■ **INSTRUCTIONS FOR THE TASK**: Collect every line below that contains the string "clicks", matching case exactly, and copy each such line in full.

■ **ENTRIES SHOWN**:
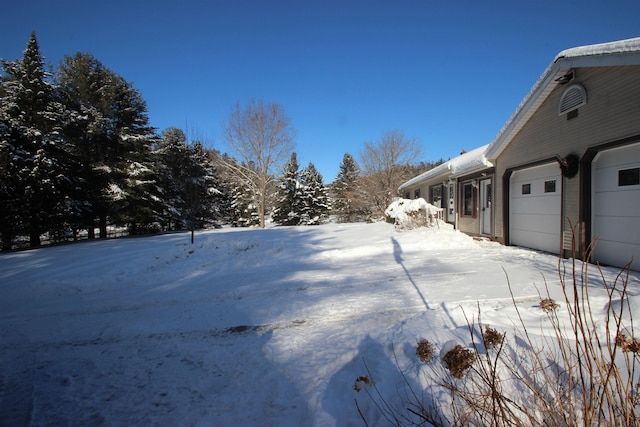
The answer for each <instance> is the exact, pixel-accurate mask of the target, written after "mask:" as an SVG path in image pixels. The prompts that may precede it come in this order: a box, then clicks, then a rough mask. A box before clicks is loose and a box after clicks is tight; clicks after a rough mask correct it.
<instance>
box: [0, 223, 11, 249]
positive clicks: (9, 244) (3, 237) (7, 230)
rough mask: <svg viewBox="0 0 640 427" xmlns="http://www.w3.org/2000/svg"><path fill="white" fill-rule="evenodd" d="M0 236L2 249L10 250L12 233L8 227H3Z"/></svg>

■ **ANSWER BELOW**:
The answer for each <instance> is the exact, pixel-accurate mask of the target, written after "mask:" as an SVG path in image pixels. The prompts that may precede it come in this order: a box, then clicks, then a rough mask. A box before clicks is loose and a box after clicks is tight; clicks after a rough mask correct it.
positive clicks: (9, 244) (3, 237) (7, 230)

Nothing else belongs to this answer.